§ Dataset excerpt:
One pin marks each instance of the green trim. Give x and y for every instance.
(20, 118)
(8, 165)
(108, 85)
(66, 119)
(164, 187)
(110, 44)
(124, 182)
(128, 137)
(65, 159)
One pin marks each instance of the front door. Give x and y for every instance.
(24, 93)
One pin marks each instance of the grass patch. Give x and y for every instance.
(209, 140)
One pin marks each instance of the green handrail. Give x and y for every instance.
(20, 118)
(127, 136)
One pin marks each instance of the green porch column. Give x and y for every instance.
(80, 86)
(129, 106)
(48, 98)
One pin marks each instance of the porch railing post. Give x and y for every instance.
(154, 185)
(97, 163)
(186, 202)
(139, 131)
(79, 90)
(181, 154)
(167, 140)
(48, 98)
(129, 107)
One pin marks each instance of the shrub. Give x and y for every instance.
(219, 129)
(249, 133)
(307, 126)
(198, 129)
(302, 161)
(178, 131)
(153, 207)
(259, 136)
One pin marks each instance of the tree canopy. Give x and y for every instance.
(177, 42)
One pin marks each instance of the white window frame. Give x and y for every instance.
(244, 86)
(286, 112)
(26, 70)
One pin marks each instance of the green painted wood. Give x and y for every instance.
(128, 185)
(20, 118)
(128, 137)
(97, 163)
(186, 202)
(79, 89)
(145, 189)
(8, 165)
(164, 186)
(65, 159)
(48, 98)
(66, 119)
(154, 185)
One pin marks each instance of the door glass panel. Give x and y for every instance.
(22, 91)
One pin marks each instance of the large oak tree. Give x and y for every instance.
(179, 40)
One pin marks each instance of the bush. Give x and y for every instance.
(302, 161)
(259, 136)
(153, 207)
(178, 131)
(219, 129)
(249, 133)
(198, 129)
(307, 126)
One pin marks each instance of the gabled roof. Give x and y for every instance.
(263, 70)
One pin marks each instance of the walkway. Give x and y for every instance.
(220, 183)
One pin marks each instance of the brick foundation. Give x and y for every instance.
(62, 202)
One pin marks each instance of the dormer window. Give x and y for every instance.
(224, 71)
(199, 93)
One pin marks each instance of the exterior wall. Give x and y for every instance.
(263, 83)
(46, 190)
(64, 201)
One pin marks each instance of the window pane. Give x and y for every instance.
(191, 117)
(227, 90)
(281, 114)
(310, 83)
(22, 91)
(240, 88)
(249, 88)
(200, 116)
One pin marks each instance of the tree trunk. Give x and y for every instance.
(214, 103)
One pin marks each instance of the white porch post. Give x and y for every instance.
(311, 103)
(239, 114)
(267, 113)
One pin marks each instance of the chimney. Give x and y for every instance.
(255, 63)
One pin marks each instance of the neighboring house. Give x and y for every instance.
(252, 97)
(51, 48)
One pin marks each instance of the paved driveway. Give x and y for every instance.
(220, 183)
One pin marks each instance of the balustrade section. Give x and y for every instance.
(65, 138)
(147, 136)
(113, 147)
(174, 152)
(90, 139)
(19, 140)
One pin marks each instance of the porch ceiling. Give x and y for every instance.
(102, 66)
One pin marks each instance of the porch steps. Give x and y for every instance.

§ YOUR OBJECTIVE:
Will you put every line of the records above into a Markdown table with the columns "No." and "Record line," leaving out any blank lines?

§ THE SOLUTION:
| No. | Record line |
|---|---|
| 1 | One pin marks each instance of the green trim. Give x and y for every instance. |
| 2 | (20, 118) |
| 3 | (8, 165) |
| 4 | (108, 85) |
| 5 | (66, 119) |
| 6 | (164, 187) |
| 7 | (110, 44) |
| 8 | (124, 182) |
| 9 | (128, 137) |
| 10 | (65, 159) |
| 11 | One pin marks each instance of the front door. Give x and y for every instance. |
| 12 | (24, 93) |
| 13 | One pin marks each instance of the grass patch. Give x and y for every instance. |
| 14 | (209, 140) |
| 15 | One pin marks each instance of the green handrail. Give x and y for every instance. |
| 16 | (20, 118) |
| 17 | (127, 136) |
| 18 | One pin marks each instance of the green porch column. Give x and y for every instance. |
| 19 | (80, 86) |
| 20 | (129, 106) |
| 21 | (48, 98) |
| 22 | One pin marks each instance of the porch railing post. Give x and y for every instance. |
| 23 | (154, 185) |
| 24 | (97, 163) |
| 25 | (186, 202) |
| 26 | (139, 131) |
| 27 | (79, 90) |
| 28 | (181, 154) |
| 29 | (167, 140) |
| 30 | (48, 98) |
| 31 | (129, 107) |
| 32 | One pin marks each instance of the shrub. Give x and y for every instance. |
| 33 | (219, 129) |
| 34 | (249, 133) |
| 35 | (307, 126) |
| 36 | (198, 129) |
| 37 | (302, 161) |
| 38 | (178, 131) |
| 39 | (153, 207) |
| 40 | (259, 136) |
| 41 | One pin marks each instance of the tree canopy. Give x and y for every instance. |
| 42 | (177, 42) |
| 43 | One pin marks each instance of the white window frame. Give x and y for every instance. |
| 44 | (244, 86) |
| 45 | (286, 112) |
| 46 | (26, 70) |
| 47 | One pin marks each instance of the green painted wood. Give x and y for every instance. |
| 48 | (128, 185) |
| 49 | (20, 118) |
| 50 | (128, 137) |
| 51 | (97, 163) |
| 52 | (186, 202) |
| 53 | (79, 89) |
| 54 | (145, 189) |
| 55 | (8, 165) |
| 56 | (164, 186) |
| 57 | (65, 159) |
| 58 | (48, 98) |
| 59 | (66, 119) |
| 60 | (154, 185) |
| 61 | One pin marks each instance of the door glass panel. Give x and y for every instance. |
| 62 | (22, 91) |
| 63 | One pin marks each instance of the large oak tree. Give x and y for every instance. |
| 64 | (179, 40) |
| 65 | One pin marks each instance of the bush. Give x and y for every instance. |
| 66 | (302, 161) |
| 67 | (259, 136) |
| 68 | (153, 207) |
| 69 | (178, 131) |
| 70 | (219, 129) |
| 71 | (249, 133) |
| 72 | (198, 129) |
| 73 | (307, 126) |
| 74 | One pin marks each instance of the gabled roof. Give x and y for every instance. |
| 75 | (263, 70) |
| 76 | One pin marks each instance of the walkway. Give x and y for every instance. |
| 77 | (220, 183) |
| 78 | One pin marks each instance of the brick foundation. Give x and y for every instance. |
| 79 | (62, 202) |
| 80 | One pin marks each instance of the dormer window. Give x and y for every instance. |
| 81 | (224, 71) |
| 82 | (199, 93) |
| 83 | One pin marks each instance of the exterior wall. Give x and y for every instance. |
| 84 | (263, 83) |
| 85 | (46, 190) |
| 86 | (64, 201) |
| 87 | One pin marks each instance of the window pane. Give x and y for every instance. |
| 88 | (191, 117) |
| 89 | (227, 90) |
| 90 | (281, 114) |
| 91 | (310, 83) |
| 92 | (22, 91) |
| 93 | (240, 88) |
| 94 | (249, 88) |
| 95 | (200, 116) |
| 96 | One pin marks each instance of the tree trunk. Give x and y for every instance. |
| 97 | (214, 103) |
| 98 | One pin marks each instance of the white porch post. Give x and y for every instance. |
| 99 | (311, 103) |
| 100 | (239, 114) |
| 101 | (267, 113) |
| 102 | One pin marks each instance of the chimney. Give x and y for every instance. |
| 103 | (255, 63) |
| 104 | One pin marks each instance of the neighboring house. Give x and y for every instance. |
| 105 | (252, 97) |
| 106 | (51, 48) |
| 107 | One pin marks each instance of the paved driveway. Give x and y for every instance. |
| 108 | (220, 183) |
| 109 | One pin marks each instance of the balustrade section. Give x and y for every instance. |
| 110 | (65, 138) |
| 111 | (147, 136) |
| 112 | (113, 147) |
| 113 | (174, 152) |
| 114 | (90, 139) |
| 115 | (19, 140) |
| 116 | One pin marks each instance of the porch ceiling. Give x and y for every instance. |
| 117 | (102, 66) |
| 118 | One pin marks each instance of the porch steps. Give x and y for every instance. |